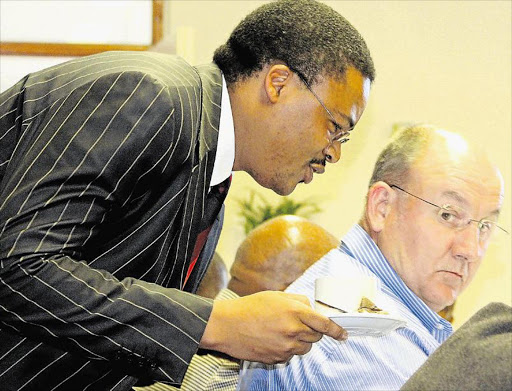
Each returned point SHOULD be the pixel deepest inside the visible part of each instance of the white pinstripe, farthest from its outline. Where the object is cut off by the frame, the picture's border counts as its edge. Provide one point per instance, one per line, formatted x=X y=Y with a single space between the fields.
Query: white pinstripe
x=73 y=374
x=92 y=354
x=41 y=371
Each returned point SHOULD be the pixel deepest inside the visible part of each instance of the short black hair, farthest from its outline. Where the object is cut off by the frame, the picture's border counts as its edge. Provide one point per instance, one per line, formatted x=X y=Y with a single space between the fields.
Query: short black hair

━━━━━━━━━━━━━━━━━━━━

• **EXERCISE DETAILS**
Please copy the records above word for word, leaving out every picture.

• **RESULT FOR THIS TASK**
Each returned point SHOULD be the pixel deepest inside the visible part of each instance of the white pinstripe, farthest from its outline. Where the object is cut off by the frame, the picture's border counts as its edge. Provide one point per instance, one per line, formatted x=X y=Y with a single space between the fields.
Query: white pinstripe
x=73 y=374
x=92 y=354
x=41 y=371
Each returned point SHOULD be the pixel deepest inside the visible part of each instance of the short black hair, farthest from its outline. Where the object is cut off by the frame, the picture's border counts as its edge. Provide one point per instance, one per line, formatted x=X y=Y with a single space between the fields.
Query: short black hair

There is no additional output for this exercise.